(Exercise brief) Count the lines below that contain the word "snow", and reply with that number alone.

(Material shown)
++++++
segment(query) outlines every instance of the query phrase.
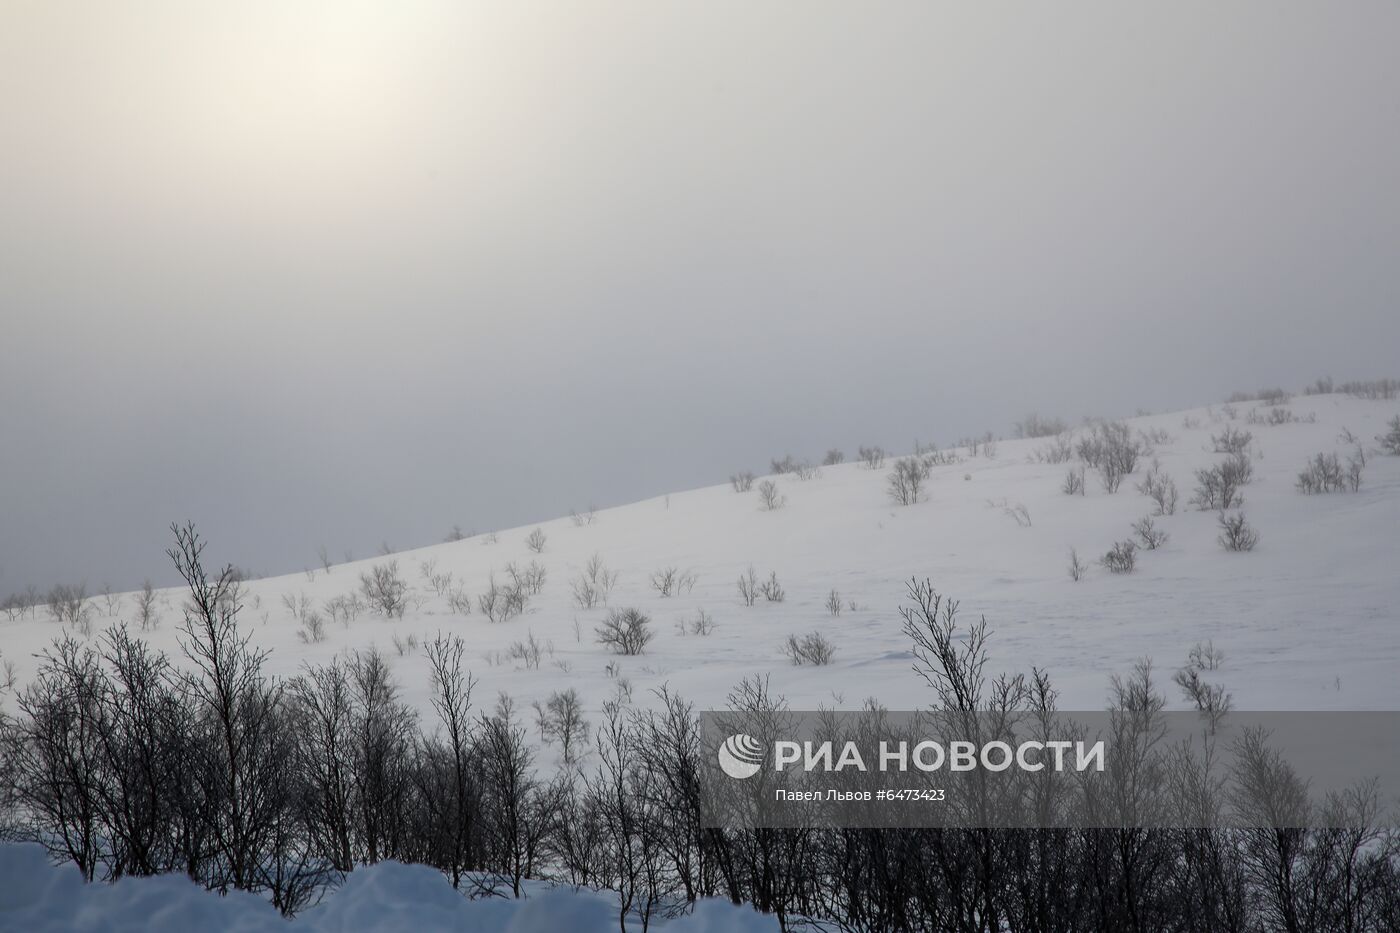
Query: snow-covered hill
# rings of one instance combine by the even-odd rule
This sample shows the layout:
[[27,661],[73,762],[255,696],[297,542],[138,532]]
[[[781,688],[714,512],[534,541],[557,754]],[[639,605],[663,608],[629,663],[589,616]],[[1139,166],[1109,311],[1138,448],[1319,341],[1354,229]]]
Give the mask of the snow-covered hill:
++++++
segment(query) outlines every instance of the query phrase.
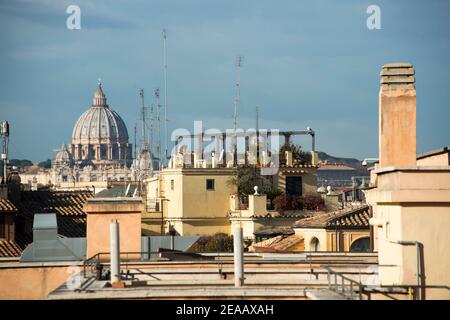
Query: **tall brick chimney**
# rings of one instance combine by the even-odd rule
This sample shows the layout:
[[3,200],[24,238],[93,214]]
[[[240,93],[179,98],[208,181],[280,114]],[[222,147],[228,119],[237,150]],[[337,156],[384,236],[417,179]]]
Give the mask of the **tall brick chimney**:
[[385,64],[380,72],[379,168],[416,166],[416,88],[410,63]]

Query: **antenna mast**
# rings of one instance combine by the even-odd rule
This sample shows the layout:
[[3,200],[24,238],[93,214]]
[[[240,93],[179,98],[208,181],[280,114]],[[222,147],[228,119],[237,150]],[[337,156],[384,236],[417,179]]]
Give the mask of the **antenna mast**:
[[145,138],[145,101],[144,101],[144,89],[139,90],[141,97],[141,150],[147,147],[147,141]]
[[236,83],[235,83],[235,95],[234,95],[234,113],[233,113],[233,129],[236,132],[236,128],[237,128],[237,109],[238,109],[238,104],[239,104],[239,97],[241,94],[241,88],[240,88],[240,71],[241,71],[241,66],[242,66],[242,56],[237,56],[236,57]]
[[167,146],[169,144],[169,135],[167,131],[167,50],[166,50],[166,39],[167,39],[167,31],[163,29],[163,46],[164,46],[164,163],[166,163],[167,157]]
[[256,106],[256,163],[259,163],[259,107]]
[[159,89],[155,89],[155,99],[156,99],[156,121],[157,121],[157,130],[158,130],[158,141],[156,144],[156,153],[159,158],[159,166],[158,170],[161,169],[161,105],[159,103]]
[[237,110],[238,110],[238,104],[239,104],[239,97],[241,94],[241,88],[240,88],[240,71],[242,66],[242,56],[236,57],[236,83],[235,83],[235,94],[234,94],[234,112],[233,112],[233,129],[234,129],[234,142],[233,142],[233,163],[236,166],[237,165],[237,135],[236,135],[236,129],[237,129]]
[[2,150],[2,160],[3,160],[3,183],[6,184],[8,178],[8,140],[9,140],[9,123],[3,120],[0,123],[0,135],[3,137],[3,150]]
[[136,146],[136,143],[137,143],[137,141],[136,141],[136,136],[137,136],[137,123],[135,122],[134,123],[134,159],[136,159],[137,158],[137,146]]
++++++
(Task result) 2